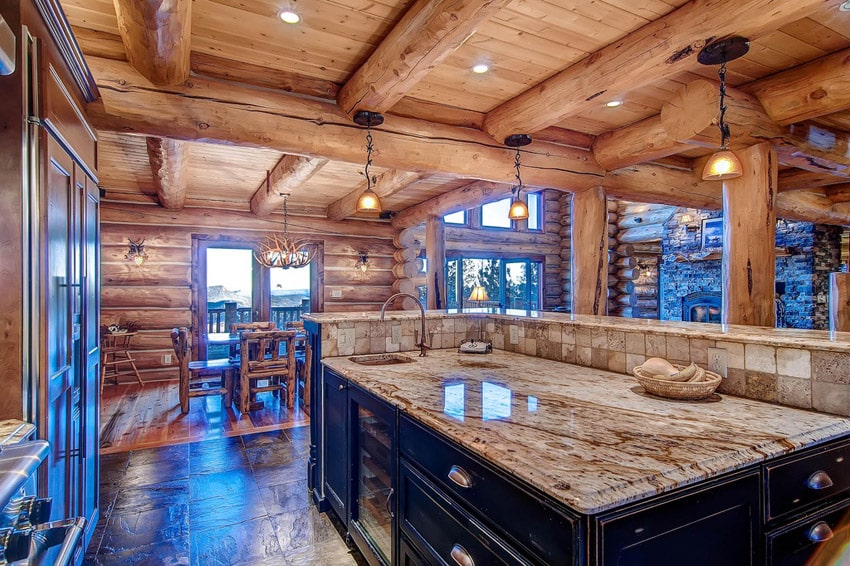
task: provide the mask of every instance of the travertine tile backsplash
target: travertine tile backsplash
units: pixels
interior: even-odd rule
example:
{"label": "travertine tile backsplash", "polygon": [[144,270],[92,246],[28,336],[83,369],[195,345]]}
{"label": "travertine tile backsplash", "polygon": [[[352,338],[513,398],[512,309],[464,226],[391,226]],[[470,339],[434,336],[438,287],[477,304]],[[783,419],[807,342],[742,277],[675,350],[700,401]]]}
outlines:
{"label": "travertine tile backsplash", "polygon": [[[727,377],[719,393],[738,395],[850,416],[850,353],[815,347],[779,347],[711,340],[666,332],[594,328],[577,322],[510,319],[491,315],[430,315],[426,321],[432,348],[457,348],[464,339],[490,340],[493,347],[548,360],[617,373],[649,357],[703,367],[708,349],[727,352]],[[411,351],[419,342],[418,319],[388,317],[383,322],[322,324],[322,355]],[[625,326],[625,325],[624,325]],[[765,340],[765,342],[769,342]]]}

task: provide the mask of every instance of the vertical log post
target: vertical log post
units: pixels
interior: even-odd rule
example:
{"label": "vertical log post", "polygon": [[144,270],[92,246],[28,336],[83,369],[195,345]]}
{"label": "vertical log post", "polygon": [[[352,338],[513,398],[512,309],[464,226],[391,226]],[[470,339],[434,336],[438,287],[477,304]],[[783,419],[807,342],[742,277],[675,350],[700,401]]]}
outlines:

> **WHAT YOU WILL DO**
Copy all of the records above line for line, without changing anything, and leave the pictures out of your copy.

> **OUTPUT**
task: provide the mask of every instance of the travertine tile backsplash
target: travertine tile backsplash
units: pixels
interior: even-odd rule
example:
{"label": "travertine tile backsplash", "polygon": [[144,270],[92,246],[28,336],[83,369],[195,345]]}
{"label": "travertine tile backsplash", "polygon": [[[352,338],[513,398],[512,309],[464,226],[391,226]],[[470,339],[434,336],[438,287],[477,304]],[[783,419],[807,342],[742,277],[675,350],[700,401]]]}
outlines:
{"label": "travertine tile backsplash", "polygon": [[[727,377],[719,393],[738,395],[850,416],[850,353],[815,347],[779,347],[711,340],[666,332],[594,328],[577,322],[510,319],[491,315],[430,315],[426,321],[432,348],[457,348],[464,339],[490,340],[493,347],[548,360],[617,373],[649,357],[703,367],[708,349],[727,352]],[[411,351],[419,342],[418,319],[388,317],[383,322],[322,324],[322,355]],[[625,326],[625,325],[624,325]],[[765,340],[765,342],[769,342]]]}

task: provide the mask of every instance of the vertical log post
target: vertical log post
units: pixels
interior: even-odd rule
example:
{"label": "vertical log post", "polygon": [[144,270],[92,246],[28,336],[83,369],[195,345]]}
{"label": "vertical log post", "polygon": [[[352,338],[513,398],[512,309],[464,226],[391,226]],[[470,339],[434,336],[438,287],[477,304]],[[783,419],[807,342],[742,277],[675,350],[700,401]]]}
outlines:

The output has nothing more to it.